The Money Overview

Trump left China touting “fantastic” deals — but the average U.S. tariff on Chinese goods is still 47.5% and no major trade agreement was signed

Nearly nine years after President Donald Trump flew out of Beijing declaring he had secured “fantastic” commercial arrangements worth $250 billion, the United States and China still have no comprehensive trade agreement. What they do have is a tariff wall. American companies importing Chinese goods now pay an average duty of 47.5 percent, according to trade-weighted data published by the World Trade Organization for 2024, the most recent year available. Before the trade conflict began, that average hovered around 3 percent. And with additional levies imposed in 2025, the effective rate as of mid-2026 is almost certainly higher.

The Beijing trip produced headlines, not a trade pact

The White House summary of Trump’s November 2017 state visit lists the $250 billion figure as the combined value of trade and investment deals signed by companies from both countries. The documents include corporate contracts, joint-venture agreements, and memoranda of understanding. Absent from the package: any negotiated tariff reduction, market-access guarantee, or government-to-government trade framework.

Trump’s own remarks alongside President Xi Jinping struck an optimistic tone, emphasizing corporate dealmaking and the potential for deeper cooperation. But contemporaneous reporting from Reuters and The New York Times noted that the $250 billion headline appeared to bundle previously planned Boeing aircraft orders, energy contracts that had not been finalized, and non-binding memoranda that might never convert into actual shipments. No itemized breakdown was ever released, and no independent accounting has reconciled the announced total with verified commercial flows.

Problem requirements:
Using the article on U.S.-China trade, answer:
1. What average duty do American companies now pay on Chinese imports, per the 2024 World Trade Organization data?
2. In what month and year did Trump make the state visit to China?
3. Whose previously planned aircraft orders did reporting say were bundled into the $250 billion figure?
Rely only on the article above.

Data extract:
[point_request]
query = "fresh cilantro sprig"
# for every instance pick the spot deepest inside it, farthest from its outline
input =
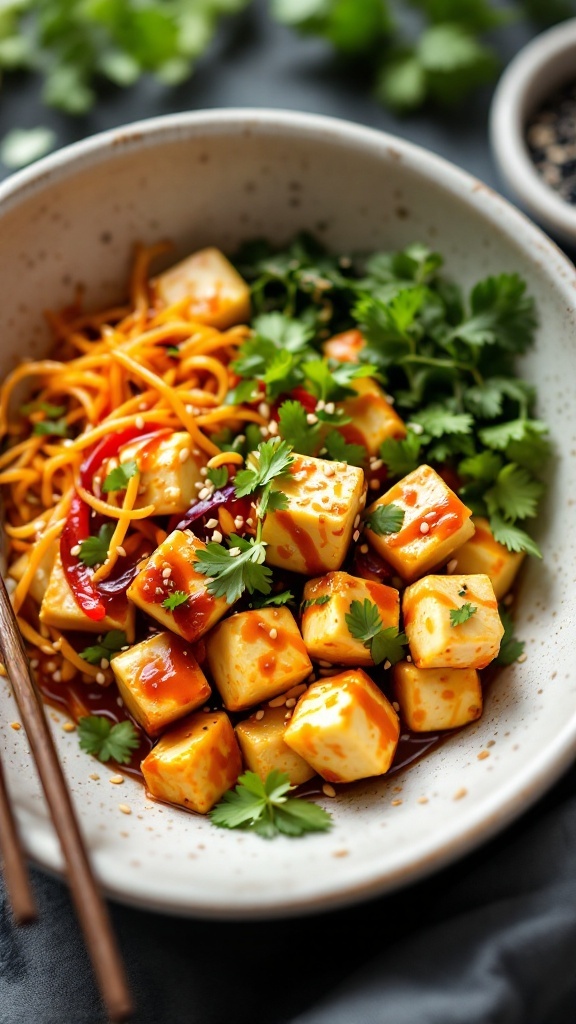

Output:
1. 47.5 percent
2. November 2017
3. Boeing's